_WORK REQUIRED:_ Update all the items below by changing every "Curation task" to "Labeling task", leaving everything else as it is.
-- START OF EXTRACTED MATERIAL --
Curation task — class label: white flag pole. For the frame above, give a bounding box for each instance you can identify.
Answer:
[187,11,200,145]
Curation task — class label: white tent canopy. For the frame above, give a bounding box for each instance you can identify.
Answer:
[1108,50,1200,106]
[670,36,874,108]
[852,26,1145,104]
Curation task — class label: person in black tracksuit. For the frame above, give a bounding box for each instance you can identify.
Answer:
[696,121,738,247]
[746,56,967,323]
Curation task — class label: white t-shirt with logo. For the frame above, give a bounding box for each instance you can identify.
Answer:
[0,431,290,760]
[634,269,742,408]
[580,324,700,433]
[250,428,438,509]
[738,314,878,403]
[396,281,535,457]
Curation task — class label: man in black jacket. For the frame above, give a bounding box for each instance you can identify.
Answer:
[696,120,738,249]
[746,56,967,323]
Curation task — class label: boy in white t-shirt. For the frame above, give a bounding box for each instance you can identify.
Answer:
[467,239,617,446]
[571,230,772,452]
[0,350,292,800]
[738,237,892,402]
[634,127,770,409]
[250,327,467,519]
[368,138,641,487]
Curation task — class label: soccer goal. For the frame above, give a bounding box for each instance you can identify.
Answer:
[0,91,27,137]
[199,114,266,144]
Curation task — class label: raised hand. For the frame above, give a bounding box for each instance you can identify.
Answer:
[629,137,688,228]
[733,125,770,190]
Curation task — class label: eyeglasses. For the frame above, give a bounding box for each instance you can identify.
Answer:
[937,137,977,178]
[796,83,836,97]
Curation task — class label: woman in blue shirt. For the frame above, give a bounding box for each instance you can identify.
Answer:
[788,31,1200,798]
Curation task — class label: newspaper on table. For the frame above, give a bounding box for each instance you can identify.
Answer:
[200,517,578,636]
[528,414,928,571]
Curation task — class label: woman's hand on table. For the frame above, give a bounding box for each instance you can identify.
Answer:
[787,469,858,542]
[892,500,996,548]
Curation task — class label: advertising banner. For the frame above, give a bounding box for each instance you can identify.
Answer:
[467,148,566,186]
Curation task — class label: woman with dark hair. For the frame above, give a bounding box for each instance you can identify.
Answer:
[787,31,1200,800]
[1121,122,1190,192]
-- END OF EXTRACTED MATERIAL --
_TASK RESULT:_
Labeling task — class label: white flag pole. For the frame above, give a bounding box for each instance you can identify.
Answer:
[187,11,200,145]
Labeling task — class label: white tent canopy. For the frame above, give a bounding box for each instance you can identify.
Answer:
[1108,50,1200,106]
[670,36,874,108]
[852,26,1145,104]
Labeling task — class label: person in black tracksuit. For the frame above, give a bounding box for each instance you can identify.
Answer:
[696,121,738,247]
[746,56,967,323]
Labeling task — class label: white t-shirt with logo. For the frame above, give a bounding box for each instance you can identify.
Answer:
[0,431,290,760]
[634,269,742,408]
[580,324,700,433]
[250,428,438,509]
[738,314,878,403]
[396,281,535,457]
Labeling task — class label: man in black jacket. For the frame above, give a bounding box for each instance you can identify.
Answer:
[696,120,738,249]
[746,56,967,323]
Labeling task — class label: boy in white t-shirt. For the frame above, give a bounding box for each instance you can identify.
Answer:
[467,239,617,446]
[571,230,772,452]
[0,350,292,800]
[738,237,892,402]
[634,127,770,409]
[250,327,467,519]
[368,138,641,487]
Labeling task — class label: soccer goal. For the frame above, give a bounding box for each instance you can identify.
Answer:
[0,91,27,137]
[199,114,266,144]
Labeling task — class label: raised hand. For the frame above, give a bounding box for each instance you can identify.
Answer:
[629,137,688,228]
[733,125,770,190]
Labeling task — class label: eyeglasses. For the frame above, give a bounding box for each instance you can identify.
Answer:
[937,137,977,178]
[796,83,836,97]
Labeling task — class label: woman in blue shirt. For the frame above, give a bounding box for each instance you can identify.
Answer:
[788,31,1200,798]
Labeling task — class label: newspaper on table. For the frame above, give a bounding box for each instance you can identify.
Answer:
[200,517,578,636]
[528,414,928,571]
Labeling task — class label: woman's hand on table. For the frame above, give a bounding box for each instance you can identify.
Answer:
[787,469,858,542]
[892,500,996,548]
Labeling task — class label: advertising banner. For the frame above, give a bounding box for each instance you can identify.
Answer:
[467,148,566,186]
Labeling task — class label: woman with dark hair. For the frame above, give a bounding box for each instance you can identify.
Answer:
[787,31,1200,800]
[1121,122,1190,192]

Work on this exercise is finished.